> [Record extracts]:
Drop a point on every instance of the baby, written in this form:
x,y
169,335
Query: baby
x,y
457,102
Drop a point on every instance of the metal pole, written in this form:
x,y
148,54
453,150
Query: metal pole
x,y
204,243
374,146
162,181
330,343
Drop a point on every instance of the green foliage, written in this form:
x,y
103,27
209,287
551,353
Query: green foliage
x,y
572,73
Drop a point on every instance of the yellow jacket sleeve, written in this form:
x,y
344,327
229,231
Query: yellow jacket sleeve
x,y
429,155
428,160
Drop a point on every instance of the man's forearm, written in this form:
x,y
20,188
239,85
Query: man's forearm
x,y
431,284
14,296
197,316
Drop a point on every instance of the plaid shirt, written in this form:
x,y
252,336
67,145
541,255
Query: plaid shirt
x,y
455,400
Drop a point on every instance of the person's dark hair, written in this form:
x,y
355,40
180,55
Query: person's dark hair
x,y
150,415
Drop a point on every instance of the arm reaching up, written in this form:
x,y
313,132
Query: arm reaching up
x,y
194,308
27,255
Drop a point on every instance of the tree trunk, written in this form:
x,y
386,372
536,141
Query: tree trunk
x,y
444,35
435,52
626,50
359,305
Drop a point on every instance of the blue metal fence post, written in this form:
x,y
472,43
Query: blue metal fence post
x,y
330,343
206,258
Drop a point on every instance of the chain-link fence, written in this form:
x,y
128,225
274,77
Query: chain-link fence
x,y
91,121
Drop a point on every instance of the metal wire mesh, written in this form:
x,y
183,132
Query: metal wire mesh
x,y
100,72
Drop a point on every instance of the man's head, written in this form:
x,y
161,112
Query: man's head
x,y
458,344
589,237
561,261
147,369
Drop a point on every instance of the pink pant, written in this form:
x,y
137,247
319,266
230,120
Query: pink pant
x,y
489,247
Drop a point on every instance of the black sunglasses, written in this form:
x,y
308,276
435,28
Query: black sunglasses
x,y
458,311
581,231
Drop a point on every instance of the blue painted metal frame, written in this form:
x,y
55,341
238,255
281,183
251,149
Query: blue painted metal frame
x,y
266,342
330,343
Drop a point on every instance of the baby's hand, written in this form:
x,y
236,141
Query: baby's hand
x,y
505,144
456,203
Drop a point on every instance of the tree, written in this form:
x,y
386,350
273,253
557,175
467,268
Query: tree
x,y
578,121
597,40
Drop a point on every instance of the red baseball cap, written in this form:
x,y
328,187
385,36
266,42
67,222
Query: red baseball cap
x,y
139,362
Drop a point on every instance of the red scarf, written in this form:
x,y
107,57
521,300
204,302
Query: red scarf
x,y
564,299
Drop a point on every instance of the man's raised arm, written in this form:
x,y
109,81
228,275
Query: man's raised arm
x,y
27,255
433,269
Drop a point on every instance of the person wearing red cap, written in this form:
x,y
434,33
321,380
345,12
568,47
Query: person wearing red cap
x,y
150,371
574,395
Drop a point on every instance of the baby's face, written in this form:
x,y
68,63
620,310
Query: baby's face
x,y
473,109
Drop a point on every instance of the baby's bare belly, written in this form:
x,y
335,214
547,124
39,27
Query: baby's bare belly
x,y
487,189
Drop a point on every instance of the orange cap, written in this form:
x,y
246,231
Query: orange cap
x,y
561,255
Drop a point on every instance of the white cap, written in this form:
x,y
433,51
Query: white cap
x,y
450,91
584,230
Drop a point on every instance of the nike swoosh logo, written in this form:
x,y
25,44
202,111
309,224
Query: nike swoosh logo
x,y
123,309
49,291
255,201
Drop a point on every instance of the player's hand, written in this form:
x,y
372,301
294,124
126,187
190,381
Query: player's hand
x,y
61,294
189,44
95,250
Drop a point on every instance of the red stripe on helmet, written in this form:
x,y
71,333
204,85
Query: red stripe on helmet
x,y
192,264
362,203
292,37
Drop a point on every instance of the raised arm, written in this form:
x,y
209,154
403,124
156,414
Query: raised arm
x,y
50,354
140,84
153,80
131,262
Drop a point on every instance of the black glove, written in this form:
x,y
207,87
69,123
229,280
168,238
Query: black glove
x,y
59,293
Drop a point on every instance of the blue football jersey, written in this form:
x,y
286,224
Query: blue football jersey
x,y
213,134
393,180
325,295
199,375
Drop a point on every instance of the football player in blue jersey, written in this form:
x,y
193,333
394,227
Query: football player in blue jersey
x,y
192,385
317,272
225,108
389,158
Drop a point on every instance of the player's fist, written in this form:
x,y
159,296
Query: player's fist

> [Task description]:
Please show all lines from the entries that contain the word "fist".

> [Expected answer]:
Drop a point on every instance of the player's fist, written in this form:
Query: player's fist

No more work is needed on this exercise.